* _To-do item_
Rewrite the lines from the first one up to and including the one containing "37L52 1171L435 1200L408", swapping "clicks" for "taps" and leaving everything else as it is.

----- Excerpted data -----

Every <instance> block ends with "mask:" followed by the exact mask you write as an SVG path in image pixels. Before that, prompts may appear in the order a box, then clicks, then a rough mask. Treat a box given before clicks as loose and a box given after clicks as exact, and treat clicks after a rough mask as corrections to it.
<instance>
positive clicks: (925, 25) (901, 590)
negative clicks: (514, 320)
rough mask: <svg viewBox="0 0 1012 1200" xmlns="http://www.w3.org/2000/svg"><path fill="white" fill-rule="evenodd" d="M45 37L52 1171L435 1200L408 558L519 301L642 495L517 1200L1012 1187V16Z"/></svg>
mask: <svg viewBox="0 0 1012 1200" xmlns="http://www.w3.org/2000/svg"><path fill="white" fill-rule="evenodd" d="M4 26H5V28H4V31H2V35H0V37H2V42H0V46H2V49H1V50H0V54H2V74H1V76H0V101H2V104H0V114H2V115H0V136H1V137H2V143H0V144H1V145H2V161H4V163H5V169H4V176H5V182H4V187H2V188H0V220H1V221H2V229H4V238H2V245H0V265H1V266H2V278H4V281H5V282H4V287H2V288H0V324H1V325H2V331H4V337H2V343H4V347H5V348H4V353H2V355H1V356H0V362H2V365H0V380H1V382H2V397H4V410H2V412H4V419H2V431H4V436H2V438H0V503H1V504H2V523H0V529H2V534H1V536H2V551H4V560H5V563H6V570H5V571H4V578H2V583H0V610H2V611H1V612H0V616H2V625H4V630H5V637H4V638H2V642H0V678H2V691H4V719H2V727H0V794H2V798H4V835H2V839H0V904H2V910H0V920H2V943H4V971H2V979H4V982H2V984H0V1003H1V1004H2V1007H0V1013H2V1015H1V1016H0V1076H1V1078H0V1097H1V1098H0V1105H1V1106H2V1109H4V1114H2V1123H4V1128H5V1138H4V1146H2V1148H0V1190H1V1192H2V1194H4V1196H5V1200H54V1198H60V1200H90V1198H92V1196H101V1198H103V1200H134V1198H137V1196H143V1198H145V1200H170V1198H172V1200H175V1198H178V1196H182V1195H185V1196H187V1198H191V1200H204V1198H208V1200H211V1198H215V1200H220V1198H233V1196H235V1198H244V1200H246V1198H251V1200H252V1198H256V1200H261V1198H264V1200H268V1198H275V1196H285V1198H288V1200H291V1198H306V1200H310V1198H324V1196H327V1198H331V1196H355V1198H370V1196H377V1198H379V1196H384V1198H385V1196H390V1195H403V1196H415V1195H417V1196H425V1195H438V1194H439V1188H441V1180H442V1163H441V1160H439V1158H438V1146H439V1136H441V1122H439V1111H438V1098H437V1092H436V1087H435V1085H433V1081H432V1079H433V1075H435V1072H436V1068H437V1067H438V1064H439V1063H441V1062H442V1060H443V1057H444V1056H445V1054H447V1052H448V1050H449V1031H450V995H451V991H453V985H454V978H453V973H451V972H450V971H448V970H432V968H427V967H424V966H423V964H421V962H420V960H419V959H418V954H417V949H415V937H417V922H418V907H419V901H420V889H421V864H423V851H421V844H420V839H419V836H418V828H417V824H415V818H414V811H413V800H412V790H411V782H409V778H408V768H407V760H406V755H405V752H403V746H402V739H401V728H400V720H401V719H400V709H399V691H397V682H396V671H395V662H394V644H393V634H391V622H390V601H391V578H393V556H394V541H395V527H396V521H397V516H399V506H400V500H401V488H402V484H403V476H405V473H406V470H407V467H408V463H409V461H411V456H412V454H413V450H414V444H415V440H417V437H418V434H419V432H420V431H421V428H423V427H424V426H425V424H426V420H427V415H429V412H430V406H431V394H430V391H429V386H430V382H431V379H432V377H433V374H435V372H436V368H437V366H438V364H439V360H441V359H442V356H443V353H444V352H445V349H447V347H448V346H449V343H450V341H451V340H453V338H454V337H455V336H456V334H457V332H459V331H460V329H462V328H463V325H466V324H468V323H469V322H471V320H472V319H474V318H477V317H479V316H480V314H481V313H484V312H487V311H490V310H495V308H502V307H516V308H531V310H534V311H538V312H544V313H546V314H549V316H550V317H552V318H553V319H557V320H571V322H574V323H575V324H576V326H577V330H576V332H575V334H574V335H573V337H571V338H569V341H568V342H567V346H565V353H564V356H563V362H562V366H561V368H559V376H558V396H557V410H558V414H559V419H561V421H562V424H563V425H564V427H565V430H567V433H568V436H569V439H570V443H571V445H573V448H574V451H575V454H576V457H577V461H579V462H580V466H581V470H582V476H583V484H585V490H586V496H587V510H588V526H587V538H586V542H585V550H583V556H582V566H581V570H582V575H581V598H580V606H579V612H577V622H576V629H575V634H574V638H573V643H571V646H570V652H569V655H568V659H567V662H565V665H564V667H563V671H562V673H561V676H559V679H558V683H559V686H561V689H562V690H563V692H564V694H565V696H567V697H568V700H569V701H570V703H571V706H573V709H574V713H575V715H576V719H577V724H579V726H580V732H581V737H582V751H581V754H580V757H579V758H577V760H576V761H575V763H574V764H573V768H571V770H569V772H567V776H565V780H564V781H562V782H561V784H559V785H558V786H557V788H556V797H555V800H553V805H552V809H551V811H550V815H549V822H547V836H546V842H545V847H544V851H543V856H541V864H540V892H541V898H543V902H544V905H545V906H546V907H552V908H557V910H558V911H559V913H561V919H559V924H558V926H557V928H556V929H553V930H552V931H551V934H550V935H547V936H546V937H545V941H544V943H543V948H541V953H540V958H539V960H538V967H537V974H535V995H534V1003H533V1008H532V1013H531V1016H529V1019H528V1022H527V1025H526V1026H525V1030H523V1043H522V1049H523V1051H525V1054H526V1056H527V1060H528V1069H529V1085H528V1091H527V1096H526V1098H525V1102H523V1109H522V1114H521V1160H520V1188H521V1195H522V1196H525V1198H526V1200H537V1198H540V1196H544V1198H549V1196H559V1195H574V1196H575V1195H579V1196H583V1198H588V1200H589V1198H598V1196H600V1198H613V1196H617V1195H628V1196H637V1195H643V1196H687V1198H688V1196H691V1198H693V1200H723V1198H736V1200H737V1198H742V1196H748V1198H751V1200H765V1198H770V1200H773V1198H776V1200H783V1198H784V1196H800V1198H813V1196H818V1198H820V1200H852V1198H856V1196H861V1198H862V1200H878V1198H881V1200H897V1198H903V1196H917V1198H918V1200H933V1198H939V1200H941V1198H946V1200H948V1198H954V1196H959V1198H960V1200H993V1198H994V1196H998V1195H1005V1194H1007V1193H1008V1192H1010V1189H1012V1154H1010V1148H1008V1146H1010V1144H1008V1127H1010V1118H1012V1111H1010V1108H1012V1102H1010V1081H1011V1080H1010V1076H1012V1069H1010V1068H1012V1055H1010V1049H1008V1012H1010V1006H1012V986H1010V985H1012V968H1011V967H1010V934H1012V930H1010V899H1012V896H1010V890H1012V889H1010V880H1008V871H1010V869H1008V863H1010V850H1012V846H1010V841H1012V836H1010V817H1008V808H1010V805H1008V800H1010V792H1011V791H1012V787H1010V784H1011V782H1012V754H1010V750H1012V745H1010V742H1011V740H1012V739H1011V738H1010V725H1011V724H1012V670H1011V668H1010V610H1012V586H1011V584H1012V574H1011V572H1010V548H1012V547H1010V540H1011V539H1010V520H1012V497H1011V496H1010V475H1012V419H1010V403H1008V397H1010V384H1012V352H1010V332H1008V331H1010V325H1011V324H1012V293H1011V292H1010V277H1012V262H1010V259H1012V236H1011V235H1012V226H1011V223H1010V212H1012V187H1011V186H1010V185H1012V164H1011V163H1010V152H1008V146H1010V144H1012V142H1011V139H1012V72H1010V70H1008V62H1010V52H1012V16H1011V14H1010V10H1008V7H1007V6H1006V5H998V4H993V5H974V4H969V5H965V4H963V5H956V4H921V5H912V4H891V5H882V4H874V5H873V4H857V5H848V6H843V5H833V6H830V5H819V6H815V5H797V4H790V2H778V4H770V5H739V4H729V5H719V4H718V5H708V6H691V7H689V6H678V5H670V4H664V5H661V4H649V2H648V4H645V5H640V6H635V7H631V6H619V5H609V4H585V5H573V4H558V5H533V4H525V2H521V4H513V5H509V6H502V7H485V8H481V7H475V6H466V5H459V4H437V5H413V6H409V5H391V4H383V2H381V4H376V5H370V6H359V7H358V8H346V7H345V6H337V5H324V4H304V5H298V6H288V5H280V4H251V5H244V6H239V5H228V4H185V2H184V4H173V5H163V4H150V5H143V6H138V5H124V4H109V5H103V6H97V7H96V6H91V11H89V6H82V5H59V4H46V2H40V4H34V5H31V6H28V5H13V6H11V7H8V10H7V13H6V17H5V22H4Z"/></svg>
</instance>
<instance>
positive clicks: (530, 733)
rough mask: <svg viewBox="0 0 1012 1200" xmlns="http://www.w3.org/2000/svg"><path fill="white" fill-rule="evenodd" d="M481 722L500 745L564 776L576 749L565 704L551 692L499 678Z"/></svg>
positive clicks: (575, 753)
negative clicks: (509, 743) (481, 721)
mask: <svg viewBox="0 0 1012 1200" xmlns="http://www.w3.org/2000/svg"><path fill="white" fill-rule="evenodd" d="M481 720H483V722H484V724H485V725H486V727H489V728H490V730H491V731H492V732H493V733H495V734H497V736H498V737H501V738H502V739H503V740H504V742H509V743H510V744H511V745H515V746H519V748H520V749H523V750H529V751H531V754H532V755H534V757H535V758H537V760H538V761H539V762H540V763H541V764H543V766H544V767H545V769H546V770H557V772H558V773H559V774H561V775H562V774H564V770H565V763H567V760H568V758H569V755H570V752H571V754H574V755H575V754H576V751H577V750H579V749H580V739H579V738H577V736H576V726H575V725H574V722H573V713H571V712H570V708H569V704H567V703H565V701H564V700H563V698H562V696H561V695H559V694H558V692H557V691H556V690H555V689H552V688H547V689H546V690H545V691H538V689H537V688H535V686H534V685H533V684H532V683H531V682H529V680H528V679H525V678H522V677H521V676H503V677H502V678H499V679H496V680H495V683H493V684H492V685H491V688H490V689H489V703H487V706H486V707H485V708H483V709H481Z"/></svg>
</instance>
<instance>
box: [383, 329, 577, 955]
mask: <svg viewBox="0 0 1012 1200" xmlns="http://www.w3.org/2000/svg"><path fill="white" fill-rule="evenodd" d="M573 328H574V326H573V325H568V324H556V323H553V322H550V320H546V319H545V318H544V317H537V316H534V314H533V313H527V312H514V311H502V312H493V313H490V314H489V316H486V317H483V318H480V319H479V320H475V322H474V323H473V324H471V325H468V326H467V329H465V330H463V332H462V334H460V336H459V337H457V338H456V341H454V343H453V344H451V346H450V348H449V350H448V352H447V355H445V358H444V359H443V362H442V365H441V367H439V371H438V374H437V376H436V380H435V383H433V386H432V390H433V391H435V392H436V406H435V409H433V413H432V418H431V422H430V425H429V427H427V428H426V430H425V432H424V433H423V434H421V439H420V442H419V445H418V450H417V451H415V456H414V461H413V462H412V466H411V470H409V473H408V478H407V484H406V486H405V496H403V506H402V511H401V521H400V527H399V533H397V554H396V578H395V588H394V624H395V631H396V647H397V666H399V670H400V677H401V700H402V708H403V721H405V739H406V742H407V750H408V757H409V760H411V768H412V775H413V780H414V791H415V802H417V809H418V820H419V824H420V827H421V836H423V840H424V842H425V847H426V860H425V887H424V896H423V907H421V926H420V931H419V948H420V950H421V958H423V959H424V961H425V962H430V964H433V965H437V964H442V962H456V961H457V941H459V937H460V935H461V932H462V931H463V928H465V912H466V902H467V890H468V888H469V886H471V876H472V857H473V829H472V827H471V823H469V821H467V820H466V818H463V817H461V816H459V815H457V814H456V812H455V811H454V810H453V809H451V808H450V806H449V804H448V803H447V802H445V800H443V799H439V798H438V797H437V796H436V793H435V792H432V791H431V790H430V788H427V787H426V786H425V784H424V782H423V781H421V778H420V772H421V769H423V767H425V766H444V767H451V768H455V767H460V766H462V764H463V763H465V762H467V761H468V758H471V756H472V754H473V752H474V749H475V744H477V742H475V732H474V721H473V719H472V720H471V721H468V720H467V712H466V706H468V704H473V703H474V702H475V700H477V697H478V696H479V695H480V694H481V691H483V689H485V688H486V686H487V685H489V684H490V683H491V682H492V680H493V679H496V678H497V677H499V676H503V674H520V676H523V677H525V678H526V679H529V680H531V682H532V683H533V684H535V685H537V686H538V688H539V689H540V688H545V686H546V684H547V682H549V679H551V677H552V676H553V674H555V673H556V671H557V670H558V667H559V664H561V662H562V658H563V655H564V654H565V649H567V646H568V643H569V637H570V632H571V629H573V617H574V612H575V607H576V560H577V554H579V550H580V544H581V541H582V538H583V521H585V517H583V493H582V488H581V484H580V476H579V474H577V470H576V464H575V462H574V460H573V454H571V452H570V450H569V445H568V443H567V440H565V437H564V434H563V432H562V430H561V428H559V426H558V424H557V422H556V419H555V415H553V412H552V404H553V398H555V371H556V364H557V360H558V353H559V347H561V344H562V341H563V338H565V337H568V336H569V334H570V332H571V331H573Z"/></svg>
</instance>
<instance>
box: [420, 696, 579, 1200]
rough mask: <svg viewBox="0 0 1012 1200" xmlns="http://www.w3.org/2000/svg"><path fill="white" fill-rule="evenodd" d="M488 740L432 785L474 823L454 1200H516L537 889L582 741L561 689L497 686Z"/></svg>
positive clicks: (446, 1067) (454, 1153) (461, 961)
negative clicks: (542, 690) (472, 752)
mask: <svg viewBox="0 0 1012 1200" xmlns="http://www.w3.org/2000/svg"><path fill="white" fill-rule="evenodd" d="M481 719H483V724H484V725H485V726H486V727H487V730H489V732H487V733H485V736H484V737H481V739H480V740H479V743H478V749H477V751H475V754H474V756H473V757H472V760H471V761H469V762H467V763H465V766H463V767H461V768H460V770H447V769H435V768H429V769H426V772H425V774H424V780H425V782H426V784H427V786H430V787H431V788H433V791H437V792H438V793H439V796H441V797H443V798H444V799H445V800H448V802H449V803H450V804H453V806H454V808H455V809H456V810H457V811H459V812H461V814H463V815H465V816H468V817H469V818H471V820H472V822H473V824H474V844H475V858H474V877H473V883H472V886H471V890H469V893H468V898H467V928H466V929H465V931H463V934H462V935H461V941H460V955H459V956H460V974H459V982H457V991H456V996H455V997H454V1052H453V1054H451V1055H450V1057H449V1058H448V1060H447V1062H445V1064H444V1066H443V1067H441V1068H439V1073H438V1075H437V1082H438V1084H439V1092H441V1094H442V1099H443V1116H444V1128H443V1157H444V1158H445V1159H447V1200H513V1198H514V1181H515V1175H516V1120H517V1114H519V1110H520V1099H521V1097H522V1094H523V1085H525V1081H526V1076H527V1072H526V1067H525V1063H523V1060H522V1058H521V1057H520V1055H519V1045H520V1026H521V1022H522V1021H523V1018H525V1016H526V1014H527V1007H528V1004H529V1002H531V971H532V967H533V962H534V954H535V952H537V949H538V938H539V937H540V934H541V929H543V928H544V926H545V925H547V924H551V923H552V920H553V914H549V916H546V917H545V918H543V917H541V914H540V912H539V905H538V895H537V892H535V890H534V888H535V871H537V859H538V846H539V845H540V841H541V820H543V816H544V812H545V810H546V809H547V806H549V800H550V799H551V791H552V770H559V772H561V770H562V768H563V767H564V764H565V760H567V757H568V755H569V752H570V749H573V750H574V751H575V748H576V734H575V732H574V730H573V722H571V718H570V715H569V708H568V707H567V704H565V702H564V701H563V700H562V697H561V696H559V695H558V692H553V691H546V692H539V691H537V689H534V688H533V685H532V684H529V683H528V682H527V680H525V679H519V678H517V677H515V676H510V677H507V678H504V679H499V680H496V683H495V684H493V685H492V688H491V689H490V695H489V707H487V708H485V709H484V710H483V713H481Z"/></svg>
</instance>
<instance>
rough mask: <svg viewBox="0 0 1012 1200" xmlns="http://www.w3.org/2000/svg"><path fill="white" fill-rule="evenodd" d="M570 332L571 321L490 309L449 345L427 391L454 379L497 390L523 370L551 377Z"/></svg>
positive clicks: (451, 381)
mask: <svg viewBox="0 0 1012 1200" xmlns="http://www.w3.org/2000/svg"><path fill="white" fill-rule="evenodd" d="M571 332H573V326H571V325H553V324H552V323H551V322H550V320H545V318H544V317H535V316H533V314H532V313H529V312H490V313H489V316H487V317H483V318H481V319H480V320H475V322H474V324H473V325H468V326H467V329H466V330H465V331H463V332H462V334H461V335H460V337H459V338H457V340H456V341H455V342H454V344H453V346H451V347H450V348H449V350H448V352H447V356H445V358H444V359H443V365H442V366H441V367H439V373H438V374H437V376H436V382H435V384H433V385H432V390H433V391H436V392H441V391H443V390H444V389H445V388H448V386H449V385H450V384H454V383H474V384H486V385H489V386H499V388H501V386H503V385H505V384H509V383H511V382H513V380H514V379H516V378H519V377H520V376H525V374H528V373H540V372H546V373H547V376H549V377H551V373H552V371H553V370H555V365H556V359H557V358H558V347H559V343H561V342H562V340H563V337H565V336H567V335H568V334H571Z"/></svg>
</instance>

-----

* _The completed task_
Every <instance> block ends with "mask:" followed by the exact mask you write as an SVG path in image pixels. Before that, prompts may appear in the order a box, then taps, then a rough mask. Treat a box given before taps as loose and a box given after taps as exact, and treat taps after a rough mask as corrections to it.
<instance>
positive taps: (925, 25) (901, 590)
negative taps: (514, 320)
rough mask: <svg viewBox="0 0 1012 1200" xmlns="http://www.w3.org/2000/svg"><path fill="white" fill-rule="evenodd" d="M45 37L52 1171L435 1200L408 558L519 301L642 495L517 1200L1012 1187V16Z"/></svg>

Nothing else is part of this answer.